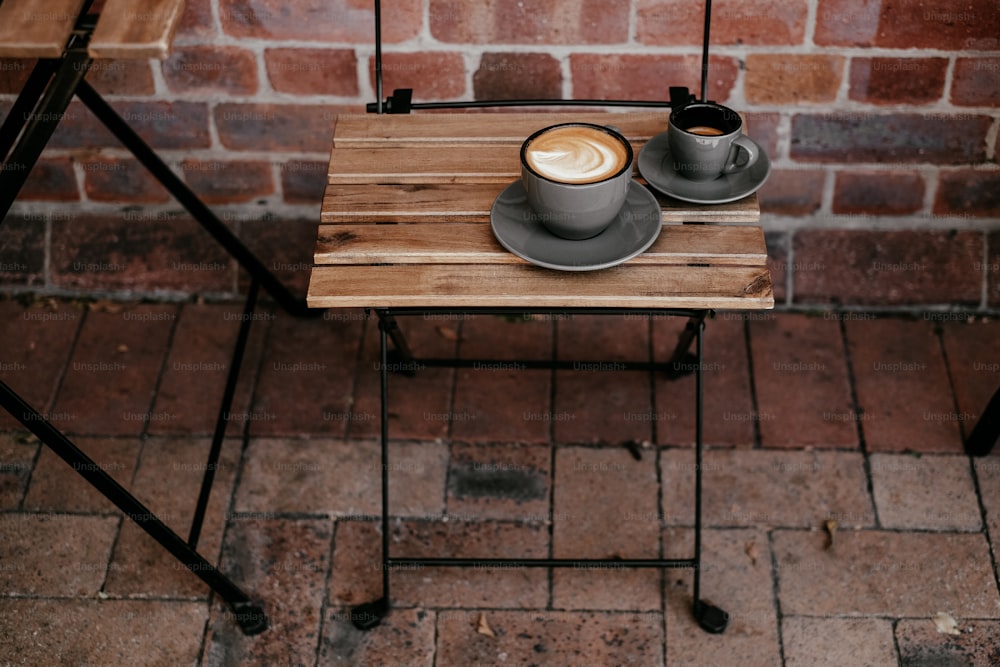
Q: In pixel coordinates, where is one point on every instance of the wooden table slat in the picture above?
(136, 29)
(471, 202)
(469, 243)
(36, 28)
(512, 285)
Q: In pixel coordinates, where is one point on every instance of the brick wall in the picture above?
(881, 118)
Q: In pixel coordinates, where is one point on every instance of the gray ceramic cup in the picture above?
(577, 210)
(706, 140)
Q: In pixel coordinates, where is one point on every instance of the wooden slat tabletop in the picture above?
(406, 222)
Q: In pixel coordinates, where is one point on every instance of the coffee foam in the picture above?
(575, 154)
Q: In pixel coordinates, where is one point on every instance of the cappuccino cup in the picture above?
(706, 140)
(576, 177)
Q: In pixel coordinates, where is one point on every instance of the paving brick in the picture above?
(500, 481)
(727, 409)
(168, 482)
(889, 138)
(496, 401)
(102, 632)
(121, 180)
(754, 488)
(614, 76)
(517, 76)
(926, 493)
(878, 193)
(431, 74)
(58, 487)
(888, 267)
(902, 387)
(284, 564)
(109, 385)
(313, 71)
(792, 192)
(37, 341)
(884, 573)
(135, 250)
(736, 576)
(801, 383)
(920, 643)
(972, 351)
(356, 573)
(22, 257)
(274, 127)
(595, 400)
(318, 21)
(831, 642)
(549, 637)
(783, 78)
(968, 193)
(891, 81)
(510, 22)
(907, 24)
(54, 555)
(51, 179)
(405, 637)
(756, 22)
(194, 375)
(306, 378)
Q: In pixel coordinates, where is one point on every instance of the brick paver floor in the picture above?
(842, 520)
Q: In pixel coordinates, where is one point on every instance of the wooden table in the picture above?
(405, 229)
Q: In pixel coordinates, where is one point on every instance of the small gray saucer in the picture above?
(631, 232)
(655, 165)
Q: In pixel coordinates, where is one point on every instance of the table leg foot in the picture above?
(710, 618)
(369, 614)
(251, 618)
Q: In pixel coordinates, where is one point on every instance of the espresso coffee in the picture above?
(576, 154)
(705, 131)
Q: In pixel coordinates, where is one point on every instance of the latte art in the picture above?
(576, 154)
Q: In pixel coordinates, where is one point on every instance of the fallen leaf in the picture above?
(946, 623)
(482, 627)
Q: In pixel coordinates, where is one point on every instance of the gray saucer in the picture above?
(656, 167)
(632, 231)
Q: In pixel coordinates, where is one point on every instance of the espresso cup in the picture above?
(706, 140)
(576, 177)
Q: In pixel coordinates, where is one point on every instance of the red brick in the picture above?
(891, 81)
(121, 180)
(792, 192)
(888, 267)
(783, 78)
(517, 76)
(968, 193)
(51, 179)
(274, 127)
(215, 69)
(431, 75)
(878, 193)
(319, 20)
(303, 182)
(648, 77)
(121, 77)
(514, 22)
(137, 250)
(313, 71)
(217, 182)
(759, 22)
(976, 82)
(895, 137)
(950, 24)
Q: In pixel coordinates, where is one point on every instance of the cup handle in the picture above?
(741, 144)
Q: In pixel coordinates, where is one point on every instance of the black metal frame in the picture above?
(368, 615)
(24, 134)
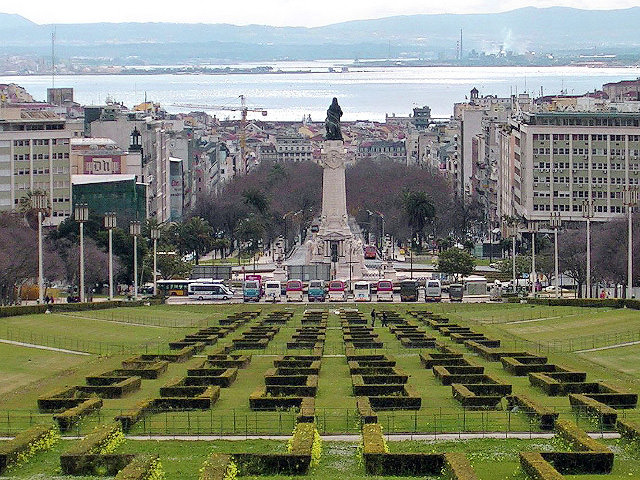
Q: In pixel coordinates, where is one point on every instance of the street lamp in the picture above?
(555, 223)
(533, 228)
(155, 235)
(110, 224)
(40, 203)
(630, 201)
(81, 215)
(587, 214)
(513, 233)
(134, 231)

= = =

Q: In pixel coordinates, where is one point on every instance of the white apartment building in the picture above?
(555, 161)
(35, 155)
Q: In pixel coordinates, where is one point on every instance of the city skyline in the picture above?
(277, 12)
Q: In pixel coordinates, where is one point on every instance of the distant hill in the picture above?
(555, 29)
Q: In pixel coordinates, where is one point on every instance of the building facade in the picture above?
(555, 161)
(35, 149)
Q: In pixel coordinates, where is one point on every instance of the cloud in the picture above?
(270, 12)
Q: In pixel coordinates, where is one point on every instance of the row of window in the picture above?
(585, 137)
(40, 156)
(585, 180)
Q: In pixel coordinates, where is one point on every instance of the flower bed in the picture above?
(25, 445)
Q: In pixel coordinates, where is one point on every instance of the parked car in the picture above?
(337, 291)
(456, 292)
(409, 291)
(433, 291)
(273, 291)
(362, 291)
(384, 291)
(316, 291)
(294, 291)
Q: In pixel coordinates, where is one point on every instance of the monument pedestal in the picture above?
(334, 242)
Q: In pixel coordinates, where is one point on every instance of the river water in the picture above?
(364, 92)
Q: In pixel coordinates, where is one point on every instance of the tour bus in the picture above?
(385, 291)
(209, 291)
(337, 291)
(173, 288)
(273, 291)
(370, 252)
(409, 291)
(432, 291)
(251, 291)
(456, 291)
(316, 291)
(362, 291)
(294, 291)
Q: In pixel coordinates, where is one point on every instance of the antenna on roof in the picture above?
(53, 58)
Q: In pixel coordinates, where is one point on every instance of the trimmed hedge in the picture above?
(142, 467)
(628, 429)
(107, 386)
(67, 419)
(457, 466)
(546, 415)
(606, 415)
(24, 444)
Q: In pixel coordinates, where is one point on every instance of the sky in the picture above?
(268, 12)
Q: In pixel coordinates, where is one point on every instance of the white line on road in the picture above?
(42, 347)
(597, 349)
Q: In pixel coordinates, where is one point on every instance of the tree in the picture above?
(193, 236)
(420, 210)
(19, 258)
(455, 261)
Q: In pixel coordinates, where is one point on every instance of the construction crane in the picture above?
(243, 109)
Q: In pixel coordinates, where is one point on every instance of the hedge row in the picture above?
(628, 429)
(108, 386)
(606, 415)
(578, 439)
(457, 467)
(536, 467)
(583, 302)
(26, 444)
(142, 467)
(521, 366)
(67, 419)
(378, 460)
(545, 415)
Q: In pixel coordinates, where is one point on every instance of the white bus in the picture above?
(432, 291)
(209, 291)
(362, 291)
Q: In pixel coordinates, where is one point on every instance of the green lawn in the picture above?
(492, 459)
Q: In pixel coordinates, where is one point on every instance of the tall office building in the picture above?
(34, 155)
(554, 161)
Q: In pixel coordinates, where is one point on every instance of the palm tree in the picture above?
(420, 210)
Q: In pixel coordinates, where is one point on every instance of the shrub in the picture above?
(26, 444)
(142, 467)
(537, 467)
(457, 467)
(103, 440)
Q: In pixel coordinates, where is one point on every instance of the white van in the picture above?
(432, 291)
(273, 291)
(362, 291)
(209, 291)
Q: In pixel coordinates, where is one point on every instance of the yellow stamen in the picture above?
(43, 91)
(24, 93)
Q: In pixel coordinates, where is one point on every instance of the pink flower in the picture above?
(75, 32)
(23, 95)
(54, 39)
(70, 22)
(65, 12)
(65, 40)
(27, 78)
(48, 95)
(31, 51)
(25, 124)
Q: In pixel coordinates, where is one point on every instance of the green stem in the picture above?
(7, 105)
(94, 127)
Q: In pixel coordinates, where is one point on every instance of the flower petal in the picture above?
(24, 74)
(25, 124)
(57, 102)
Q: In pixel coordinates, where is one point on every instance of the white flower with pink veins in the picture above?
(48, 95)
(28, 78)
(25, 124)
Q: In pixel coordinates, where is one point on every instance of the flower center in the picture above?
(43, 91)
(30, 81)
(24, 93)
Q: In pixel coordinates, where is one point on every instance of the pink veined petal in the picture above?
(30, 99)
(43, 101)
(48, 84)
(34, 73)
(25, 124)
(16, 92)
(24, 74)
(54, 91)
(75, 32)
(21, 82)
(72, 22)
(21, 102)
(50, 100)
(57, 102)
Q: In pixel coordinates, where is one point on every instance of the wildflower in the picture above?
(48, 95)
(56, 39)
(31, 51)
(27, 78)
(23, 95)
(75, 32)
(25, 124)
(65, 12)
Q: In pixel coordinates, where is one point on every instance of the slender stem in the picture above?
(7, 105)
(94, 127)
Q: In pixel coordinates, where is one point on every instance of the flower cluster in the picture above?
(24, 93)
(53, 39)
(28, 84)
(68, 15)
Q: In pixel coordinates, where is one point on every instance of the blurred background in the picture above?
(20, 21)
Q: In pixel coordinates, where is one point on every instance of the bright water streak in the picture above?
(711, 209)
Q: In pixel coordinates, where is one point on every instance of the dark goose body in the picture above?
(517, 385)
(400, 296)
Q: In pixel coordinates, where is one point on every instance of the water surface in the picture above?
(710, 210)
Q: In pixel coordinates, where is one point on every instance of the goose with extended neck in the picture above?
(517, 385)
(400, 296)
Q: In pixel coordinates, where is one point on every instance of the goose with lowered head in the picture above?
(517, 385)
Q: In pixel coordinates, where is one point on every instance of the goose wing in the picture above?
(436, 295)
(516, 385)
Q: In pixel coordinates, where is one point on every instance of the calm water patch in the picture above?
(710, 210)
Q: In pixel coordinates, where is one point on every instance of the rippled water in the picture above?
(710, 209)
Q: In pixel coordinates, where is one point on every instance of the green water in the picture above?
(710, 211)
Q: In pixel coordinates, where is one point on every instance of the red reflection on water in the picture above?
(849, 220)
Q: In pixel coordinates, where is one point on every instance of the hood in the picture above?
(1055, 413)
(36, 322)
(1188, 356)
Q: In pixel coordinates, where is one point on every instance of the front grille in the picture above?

= = =

Take the records above and return, word for word, only the lines that fall from the line with "neck in the picture above?" to the line with "grille in the picture above?", both of them included.

Q: In pixel coordinates, where is one point on every instance of the goose with extended neck in the picture above?
(517, 385)
(400, 296)
Q: In pixel coordinates, where is one point on every instance of the goose with lowered head in the picture above?
(517, 385)
Q: In pixel coordinates, where is one point on every instance of the goose wing in the picture above?
(436, 295)
(516, 385)
Q: In pixel coordinates, where is one point on every instance of the calm water patch in the picture above?
(710, 210)
Q: In pixel coordinates, where is one point on every instance of the rippled water in the picture above?
(710, 209)
Q: In pixel coordinates, where is one point on every instance of the green water in the picture above?
(710, 211)
Q: In pixel coordinates, where is one point on every instance of the red reflection on water in the picture above?
(849, 220)
Q: In pixel coordinates, where is one point on every instance of the hood in the picture above?
(1055, 413)
(36, 322)
(1188, 356)
Q: In pixel coordinates, where is one point on every instance of the front grille in the picture above?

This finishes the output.